The data below is to be copied exactly, line by line.

** DATA RECORDS follows **

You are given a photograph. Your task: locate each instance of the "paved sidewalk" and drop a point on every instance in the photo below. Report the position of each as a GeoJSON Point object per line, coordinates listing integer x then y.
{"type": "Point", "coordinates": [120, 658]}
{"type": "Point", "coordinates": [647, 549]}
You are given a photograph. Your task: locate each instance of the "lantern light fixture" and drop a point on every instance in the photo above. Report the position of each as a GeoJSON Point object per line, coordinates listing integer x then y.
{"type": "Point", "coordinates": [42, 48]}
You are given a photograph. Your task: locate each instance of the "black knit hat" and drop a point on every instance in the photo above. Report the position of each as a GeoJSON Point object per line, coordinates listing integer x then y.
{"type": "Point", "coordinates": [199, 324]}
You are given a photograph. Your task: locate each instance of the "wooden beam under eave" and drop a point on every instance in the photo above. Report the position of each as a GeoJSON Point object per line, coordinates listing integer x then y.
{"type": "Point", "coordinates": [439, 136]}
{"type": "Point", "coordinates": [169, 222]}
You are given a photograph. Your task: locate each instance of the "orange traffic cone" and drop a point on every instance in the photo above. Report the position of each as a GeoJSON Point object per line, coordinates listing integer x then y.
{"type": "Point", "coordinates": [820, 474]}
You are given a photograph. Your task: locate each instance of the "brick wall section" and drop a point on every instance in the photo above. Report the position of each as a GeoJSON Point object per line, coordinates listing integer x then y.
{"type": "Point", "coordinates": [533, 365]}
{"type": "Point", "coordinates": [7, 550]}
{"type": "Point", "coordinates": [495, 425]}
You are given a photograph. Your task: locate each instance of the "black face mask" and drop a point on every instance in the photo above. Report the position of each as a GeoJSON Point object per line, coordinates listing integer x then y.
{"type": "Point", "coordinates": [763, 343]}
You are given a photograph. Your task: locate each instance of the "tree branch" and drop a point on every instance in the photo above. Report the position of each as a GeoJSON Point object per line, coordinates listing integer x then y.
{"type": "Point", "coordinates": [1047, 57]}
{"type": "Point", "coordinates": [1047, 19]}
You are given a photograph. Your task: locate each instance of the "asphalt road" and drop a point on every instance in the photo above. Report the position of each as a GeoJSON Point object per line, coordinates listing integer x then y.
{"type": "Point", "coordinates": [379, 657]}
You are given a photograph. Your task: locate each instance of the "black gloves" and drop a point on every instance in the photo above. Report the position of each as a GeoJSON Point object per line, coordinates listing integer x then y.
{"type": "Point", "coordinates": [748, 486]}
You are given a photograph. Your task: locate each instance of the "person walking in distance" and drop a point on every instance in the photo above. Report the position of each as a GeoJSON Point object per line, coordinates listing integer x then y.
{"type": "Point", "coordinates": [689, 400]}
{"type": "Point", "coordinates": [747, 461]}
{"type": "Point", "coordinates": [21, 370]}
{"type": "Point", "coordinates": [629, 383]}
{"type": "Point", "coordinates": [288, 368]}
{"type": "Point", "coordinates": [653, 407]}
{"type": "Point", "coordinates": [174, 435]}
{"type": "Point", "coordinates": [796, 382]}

** End of DATA RECORDS **

■ **FINISHED TASK**:
You are given a photograph. Your task: locate each instance of the "paved sidewalk" and drop a point on every instance in the photo below. Report the position of each as a GeoJSON Point object per line, coordinates listing integer x then y.
{"type": "Point", "coordinates": [120, 658]}
{"type": "Point", "coordinates": [647, 549]}
You are given a photograph. Your task: locate each instance of the "lantern light fixture" and drop a point on every instance in the photo above. Report the position of each as a GeoJSON Point object per line, coordinates listing integer x then y.
{"type": "Point", "coordinates": [42, 48]}
You are given a photograph. Your task: locate each instance of the "black knit hat" and drop a point on every instance in the photo above. Report the position of each as a GeoJSON Point object per line, coordinates listing integer x then y.
{"type": "Point", "coordinates": [199, 324]}
You are given a photograph. Your task: locate each instance of the "wooden beam under eave" and drop a point on every instance in the photo above. Report the position of each as a GeoJSON Point object per line, coordinates listing integer x then y.
{"type": "Point", "coordinates": [439, 136]}
{"type": "Point", "coordinates": [169, 222]}
You are given a photograph. Your task: locate each instance of the "orange traffic cone" and drop a point on every instance in the photo above. Report the position of each as a GeoJSON Point object per line, coordinates listing integer x then y.
{"type": "Point", "coordinates": [820, 474]}
You are given a photograph. Your task: locate each instance of the "brick wall section" and drop a point on every instance in the photo above. Report the position of each as a GeoJSON Point object per line, coordinates listing integer x then y.
{"type": "Point", "coordinates": [533, 365]}
{"type": "Point", "coordinates": [7, 550]}
{"type": "Point", "coordinates": [495, 425]}
You are given a photograph. Your task: locate each instance of the "black face mask" and drop a point on every instance in the photo above. Report the position of each as a GeoJSON Point object per line, coordinates listing integer x then y.
{"type": "Point", "coordinates": [763, 343]}
You are given a photograph. Your task: locate each instance of the "tree branch" and drop a point on every instance in the photo above. Report the position of each as a GeoJSON Point object per line, coordinates listing integer x then y.
{"type": "Point", "coordinates": [1047, 57]}
{"type": "Point", "coordinates": [1047, 19]}
You are given a photograph. Your task: locate each instance of the "asphalt road" and drop a point on every instance in the photo above. Report the position of each as a GeoJSON Point object per line, coordinates listing integer x then y.
{"type": "Point", "coordinates": [379, 657]}
You are given a photograph. Your task: locate each instance of the "black gloves" and drop a point on every instance in the photo above. Report the position of each as a GeoJSON Point object per line, coordinates listing integer x then y.
{"type": "Point", "coordinates": [748, 486]}
You are given a photograph. Your task: locate each instance of the "person walking in distance" and drop a point on every instance in the photo above. Report the position of each as a GeoJSON Point object per line, coordinates listing integer x then y.
{"type": "Point", "coordinates": [689, 400]}
{"type": "Point", "coordinates": [747, 461]}
{"type": "Point", "coordinates": [21, 370]}
{"type": "Point", "coordinates": [629, 383]}
{"type": "Point", "coordinates": [288, 368]}
{"type": "Point", "coordinates": [653, 407]}
{"type": "Point", "coordinates": [174, 435]}
{"type": "Point", "coordinates": [796, 382]}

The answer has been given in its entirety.